- **DESCRIPTION OF THE TASK**: Can you arrange the data below as a Markdown table with the columns Row and Line, numbering each line in the Row column and skipping blank lines?

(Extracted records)
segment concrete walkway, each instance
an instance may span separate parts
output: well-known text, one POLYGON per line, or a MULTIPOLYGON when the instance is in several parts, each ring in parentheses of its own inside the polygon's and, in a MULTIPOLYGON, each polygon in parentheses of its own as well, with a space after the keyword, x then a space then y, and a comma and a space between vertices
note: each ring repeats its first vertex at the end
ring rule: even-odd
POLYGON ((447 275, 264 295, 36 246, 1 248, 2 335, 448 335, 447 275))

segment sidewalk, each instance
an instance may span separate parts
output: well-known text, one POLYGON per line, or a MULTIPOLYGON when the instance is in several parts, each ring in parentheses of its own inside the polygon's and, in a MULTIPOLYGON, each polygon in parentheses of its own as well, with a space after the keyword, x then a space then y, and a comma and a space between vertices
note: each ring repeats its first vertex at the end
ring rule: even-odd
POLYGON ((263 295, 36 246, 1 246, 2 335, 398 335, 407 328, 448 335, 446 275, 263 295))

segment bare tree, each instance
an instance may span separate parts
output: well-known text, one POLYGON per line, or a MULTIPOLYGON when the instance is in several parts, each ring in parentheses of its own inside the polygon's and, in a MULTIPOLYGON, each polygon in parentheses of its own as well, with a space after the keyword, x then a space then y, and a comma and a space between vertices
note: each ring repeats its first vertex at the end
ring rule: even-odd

- **REPLY TO THE TASK**:
| Row | Line |
|---|---|
| 1 | segment concrete walkway, each instance |
| 2 | an instance may span separate parts |
| 3 | output: well-known text, one POLYGON per line, or a MULTIPOLYGON when the instance is in several parts, each ring in parentheses of its own inside the polygon's and, in a MULTIPOLYGON, each polygon in parentheses of its own as well, with a space after the keyword, x then a space then y, and a comma and a space between vertices |
| 4 | note: each ring repeats its first vertex at the end |
| 5 | ring rule: even-odd |
| 6 | POLYGON ((447 275, 264 295, 36 246, 1 248, 2 335, 448 335, 447 275)) |
| 7 | segment sidewalk, each instance |
| 8 | an instance may span separate parts |
| 9 | output: well-known text, one POLYGON per line, or a MULTIPOLYGON when the instance is in several parts, each ring in parentheses of its own inside the polygon's and, in a MULTIPOLYGON, each polygon in parentheses of its own as well, with a space after the keyword, x then a space then y, and a comma and a space between vertices |
| 10 | note: each ring repeats its first vertex at the end |
| 11 | ring rule: even-odd |
| 12 | POLYGON ((263 295, 36 246, 1 246, 2 335, 398 335, 407 328, 448 335, 446 275, 263 295)) |
| 13 | segment bare tree, each instance |
| 14 | an instance may span separate parts |
| 15 | output: well-known text, one POLYGON per line, or a MULTIPOLYGON when the instance is in several parts, each ring in parentheses of its own inside the polygon's and, in a MULTIPOLYGON, each polygon in parentheses of its own as well, with a space after the keyword, x then a space then y, and a comma and a space between vertices |
| 16 | note: each ring repeats its first vertex at the end |
| 17 | ring rule: even-odd |